---------- Given records ----------

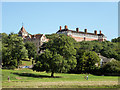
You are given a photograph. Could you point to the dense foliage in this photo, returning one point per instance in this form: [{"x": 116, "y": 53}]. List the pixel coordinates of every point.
[
  {"x": 32, "y": 52},
  {"x": 59, "y": 55},
  {"x": 112, "y": 67},
  {"x": 13, "y": 50}
]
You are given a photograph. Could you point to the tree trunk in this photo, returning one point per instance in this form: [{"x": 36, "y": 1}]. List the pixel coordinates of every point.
[{"x": 52, "y": 74}]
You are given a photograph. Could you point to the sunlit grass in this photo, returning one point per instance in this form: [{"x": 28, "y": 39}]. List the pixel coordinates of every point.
[{"x": 29, "y": 78}]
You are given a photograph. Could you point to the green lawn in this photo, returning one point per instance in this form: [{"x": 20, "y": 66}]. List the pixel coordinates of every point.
[
  {"x": 28, "y": 78},
  {"x": 26, "y": 63}
]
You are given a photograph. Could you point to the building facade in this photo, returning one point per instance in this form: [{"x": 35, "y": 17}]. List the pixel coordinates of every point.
[
  {"x": 37, "y": 39},
  {"x": 80, "y": 36}
]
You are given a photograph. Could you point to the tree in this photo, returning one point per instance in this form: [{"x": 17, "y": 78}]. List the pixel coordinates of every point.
[
  {"x": 112, "y": 67},
  {"x": 13, "y": 50},
  {"x": 86, "y": 61},
  {"x": 31, "y": 49},
  {"x": 58, "y": 57}
]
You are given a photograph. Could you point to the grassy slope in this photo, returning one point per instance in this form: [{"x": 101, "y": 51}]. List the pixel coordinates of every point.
[{"x": 29, "y": 78}]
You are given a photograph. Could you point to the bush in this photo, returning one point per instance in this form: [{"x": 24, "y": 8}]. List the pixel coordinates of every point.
[{"x": 112, "y": 68}]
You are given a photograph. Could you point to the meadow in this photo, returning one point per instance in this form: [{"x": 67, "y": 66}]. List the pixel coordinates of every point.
[{"x": 27, "y": 78}]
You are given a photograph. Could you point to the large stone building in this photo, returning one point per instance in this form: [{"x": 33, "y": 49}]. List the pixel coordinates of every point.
[
  {"x": 80, "y": 36},
  {"x": 37, "y": 39}
]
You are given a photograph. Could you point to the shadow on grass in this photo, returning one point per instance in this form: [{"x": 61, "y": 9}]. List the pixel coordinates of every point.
[{"x": 36, "y": 76}]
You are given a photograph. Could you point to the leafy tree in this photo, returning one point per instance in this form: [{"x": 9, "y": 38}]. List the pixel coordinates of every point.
[
  {"x": 13, "y": 50},
  {"x": 31, "y": 49},
  {"x": 59, "y": 55},
  {"x": 112, "y": 67},
  {"x": 86, "y": 45},
  {"x": 86, "y": 61},
  {"x": 116, "y": 39}
]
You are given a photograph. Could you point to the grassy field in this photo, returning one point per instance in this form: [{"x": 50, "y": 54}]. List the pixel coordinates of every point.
[{"x": 26, "y": 78}]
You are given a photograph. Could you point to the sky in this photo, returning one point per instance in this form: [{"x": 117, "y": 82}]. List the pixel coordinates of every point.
[{"x": 46, "y": 17}]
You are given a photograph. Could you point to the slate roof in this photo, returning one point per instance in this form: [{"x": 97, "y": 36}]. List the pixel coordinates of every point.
[{"x": 80, "y": 32}]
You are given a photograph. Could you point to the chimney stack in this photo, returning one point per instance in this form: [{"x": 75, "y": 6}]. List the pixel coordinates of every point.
[
  {"x": 100, "y": 32},
  {"x": 77, "y": 29},
  {"x": 85, "y": 30},
  {"x": 95, "y": 32},
  {"x": 60, "y": 28},
  {"x": 66, "y": 27}
]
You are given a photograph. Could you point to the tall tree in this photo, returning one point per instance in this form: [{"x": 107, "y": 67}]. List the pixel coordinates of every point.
[
  {"x": 59, "y": 55},
  {"x": 13, "y": 50},
  {"x": 31, "y": 49},
  {"x": 86, "y": 61}
]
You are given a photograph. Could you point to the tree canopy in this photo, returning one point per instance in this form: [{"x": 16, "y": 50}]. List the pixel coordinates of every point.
[
  {"x": 59, "y": 55},
  {"x": 13, "y": 50}
]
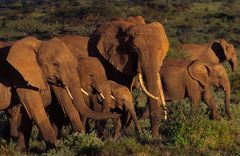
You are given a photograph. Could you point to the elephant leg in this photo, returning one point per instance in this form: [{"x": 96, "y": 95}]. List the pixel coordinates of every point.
[
  {"x": 208, "y": 98},
  {"x": 14, "y": 119},
  {"x": 145, "y": 114},
  {"x": 69, "y": 109},
  {"x": 85, "y": 123},
  {"x": 24, "y": 133},
  {"x": 118, "y": 125},
  {"x": 33, "y": 104},
  {"x": 195, "y": 97},
  {"x": 101, "y": 124},
  {"x": 57, "y": 117}
]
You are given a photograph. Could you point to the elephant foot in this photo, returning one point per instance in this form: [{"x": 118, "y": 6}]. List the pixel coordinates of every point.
[
  {"x": 216, "y": 117},
  {"x": 50, "y": 146}
]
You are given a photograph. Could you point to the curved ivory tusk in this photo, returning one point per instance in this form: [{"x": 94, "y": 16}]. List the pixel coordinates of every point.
[
  {"x": 68, "y": 91},
  {"x": 85, "y": 92},
  {"x": 162, "y": 96},
  {"x": 102, "y": 96},
  {"x": 113, "y": 97},
  {"x": 144, "y": 88}
]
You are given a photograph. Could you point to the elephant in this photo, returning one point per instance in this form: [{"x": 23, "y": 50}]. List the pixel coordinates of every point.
[
  {"x": 29, "y": 66},
  {"x": 77, "y": 44},
  {"x": 213, "y": 53},
  {"x": 128, "y": 48},
  {"x": 123, "y": 105},
  {"x": 192, "y": 79},
  {"x": 94, "y": 83}
]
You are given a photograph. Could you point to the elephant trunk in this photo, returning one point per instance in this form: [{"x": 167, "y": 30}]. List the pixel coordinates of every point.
[
  {"x": 78, "y": 101},
  {"x": 144, "y": 88},
  {"x": 154, "y": 105},
  {"x": 134, "y": 117},
  {"x": 234, "y": 63}
]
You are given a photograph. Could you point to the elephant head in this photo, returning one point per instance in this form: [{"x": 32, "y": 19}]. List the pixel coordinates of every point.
[
  {"x": 134, "y": 49},
  {"x": 94, "y": 80},
  {"x": 43, "y": 62},
  {"x": 215, "y": 75},
  {"x": 123, "y": 100},
  {"x": 226, "y": 51}
]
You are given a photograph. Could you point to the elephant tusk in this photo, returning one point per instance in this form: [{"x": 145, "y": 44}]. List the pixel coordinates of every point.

----------

Each entry above should be reproduced exactly, with the pictures removed.

= Response to this exercise =
You are given a photograph. Could you point to the dense foliage in this photo, returning one point per instance in this form: [{"x": 116, "y": 53}]. List the pixel coordinates of every point.
[
  {"x": 32, "y": 52},
  {"x": 59, "y": 55},
  {"x": 112, "y": 67},
  {"x": 13, "y": 50}
]
You are given a photograph. Could you point to the tree trunk in this photo, returning one point per instance in this form: [{"x": 36, "y": 1}]. List the pixel coordinates of every point.
[{"x": 52, "y": 74}]
You are given a photograph. Could you point to the sunlit grass in this photo, returning one point per instance in this form: [{"x": 28, "y": 39}]. List the pixel coordinates of every point.
[{"x": 29, "y": 78}]
You are given a photograph. Could you point to the green lawn in this photo, returning one point per instance in this form: [{"x": 20, "y": 66}]. List the pixel coordinates of every point.
[
  {"x": 28, "y": 78},
  {"x": 26, "y": 63}
]
You are given a photograph. Could you point to the building facade in this photo, returning one point per instance in this form: [{"x": 35, "y": 17}]. List the pixel coordinates of every point.
[
  {"x": 37, "y": 39},
  {"x": 80, "y": 36}
]
You are given a photograph. Could you point to the tree in this photo, returning one point per instance in this form: [{"x": 17, "y": 78}]. List the pixel coordinates of every point.
[
  {"x": 112, "y": 67},
  {"x": 13, "y": 50},
  {"x": 86, "y": 61},
  {"x": 31, "y": 49},
  {"x": 58, "y": 57}
]
You are given a photograph. Could you point to the grassy slope in this photo, returning one point per instance in this form: [{"x": 101, "y": 51}]. List the pixel coordinates of every point.
[{"x": 29, "y": 78}]
You are given a photograph. Could you point to the bush in this photo, returning one point per instance in this form: [{"x": 24, "y": 8}]. List the pixel coordinates of every point.
[{"x": 112, "y": 68}]
You are given a photograph. Could you point to the meadow in this photo, returning one point per instance in this form: [{"x": 67, "y": 66}]. List the pixel coordinates of every point.
[{"x": 27, "y": 78}]
You are given a photograph. Could you point to the large stone building in this photo, returning one point per instance in this form: [{"x": 33, "y": 49}]. List the pixel coordinates of every point.
[
  {"x": 80, "y": 36},
  {"x": 37, "y": 39}
]
You are given a photograph. Could you point to the shadow on grass in this photo, returning one point per instance in this form: [{"x": 61, "y": 9}]. List the pixel coordinates of every point.
[{"x": 36, "y": 76}]
You are given a photograph. Could you point to the leafy tree in this photo, returning one point per instance in this form: [{"x": 9, "y": 38}]. List the pixel coordinates of every point.
[
  {"x": 13, "y": 50},
  {"x": 31, "y": 49},
  {"x": 59, "y": 55},
  {"x": 112, "y": 67},
  {"x": 86, "y": 45},
  {"x": 86, "y": 61},
  {"x": 116, "y": 39}
]
You are given a photograph. Could you point to the grassy field in this photo, returning one point per instance in this form: [{"x": 50, "y": 54}]. List the pixel coordinates of every point.
[{"x": 26, "y": 78}]
You are given a photograph. Could you point to the sky in this photo, returning one point per instance in this form: [{"x": 117, "y": 82}]. List the pixel coordinates of every point.
[{"x": 46, "y": 17}]
You are given a photograph. Could you point to the slate roof in this photo, returning one point per instance in this form: [{"x": 97, "y": 36}]. List the pixel coordinates of every point.
[{"x": 80, "y": 32}]
You are given a photograph. Could you point to the chimney stack in this photo, returning one point per instance in this form: [{"x": 75, "y": 6}]. List the pixel coordinates of every point.
[
  {"x": 100, "y": 32},
  {"x": 77, "y": 29},
  {"x": 85, "y": 30},
  {"x": 95, "y": 32},
  {"x": 60, "y": 28},
  {"x": 66, "y": 27}
]
You are given a photograph. Could you point to the tall tree in this photo, returning one point per instance in this form: [{"x": 107, "y": 67}]. List the pixel coordinates of every point.
[
  {"x": 59, "y": 55},
  {"x": 13, "y": 50},
  {"x": 31, "y": 49},
  {"x": 86, "y": 61}
]
You are given a photograph. Could you point to the tree canopy in this photo, returning one point per instance in this form: [{"x": 16, "y": 50}]. List the pixel coordinates of every point.
[
  {"x": 59, "y": 55},
  {"x": 13, "y": 50}
]
You are given a photograph. Could you point to the elephant leg in this photo, returning one point per instance in this form: [{"x": 96, "y": 95}]. List the pixel coordinates of every point.
[
  {"x": 208, "y": 98},
  {"x": 14, "y": 119},
  {"x": 145, "y": 114},
  {"x": 69, "y": 109},
  {"x": 85, "y": 123},
  {"x": 24, "y": 133},
  {"x": 118, "y": 125},
  {"x": 33, "y": 104},
  {"x": 195, "y": 97},
  {"x": 101, "y": 124},
  {"x": 57, "y": 117}
]
You are given a photograph. Could you point to the elephant foot in this photo, returning one point per instance in this form: [{"x": 118, "y": 6}]. List the pixel coordinates of every point.
[
  {"x": 216, "y": 117},
  {"x": 50, "y": 146}
]
You are given a photograph. Could you point to the curved ivory tusk in this photo, returning one point per instance in this form: [{"x": 94, "y": 16}]. List the pixel coordinates of every point.
[
  {"x": 68, "y": 91},
  {"x": 85, "y": 92},
  {"x": 162, "y": 96},
  {"x": 102, "y": 96},
  {"x": 113, "y": 97},
  {"x": 144, "y": 88}
]
You are given a photograph. Could you point to the elephant in this photo, returning one point per instance in this form: [{"x": 23, "y": 50}]. List the pixel coordinates of every point.
[
  {"x": 29, "y": 66},
  {"x": 77, "y": 44},
  {"x": 213, "y": 53},
  {"x": 128, "y": 48},
  {"x": 123, "y": 105},
  {"x": 192, "y": 79},
  {"x": 94, "y": 83}
]
You are given a photograph. Could you point to the elephant trunk in this photo, returning one point per instance in this form: [{"x": 167, "y": 30}]. List the pixel coordinates of every point.
[
  {"x": 78, "y": 101},
  {"x": 144, "y": 88},
  {"x": 154, "y": 105},
  {"x": 134, "y": 117},
  {"x": 234, "y": 63}
]
You are given a photograph. Could you point to the elephant head in this photo, returning one point per instance in this form: [{"x": 32, "y": 19}]. List the pixel coordinates of every point.
[
  {"x": 134, "y": 49},
  {"x": 94, "y": 80},
  {"x": 43, "y": 62},
  {"x": 215, "y": 75},
  {"x": 123, "y": 100},
  {"x": 226, "y": 51}
]
You are given a photograph. Could you point to the elephant tusk in this photo, returning one point per instance in this form: [{"x": 145, "y": 44}]. List the pixel coordinates of every point.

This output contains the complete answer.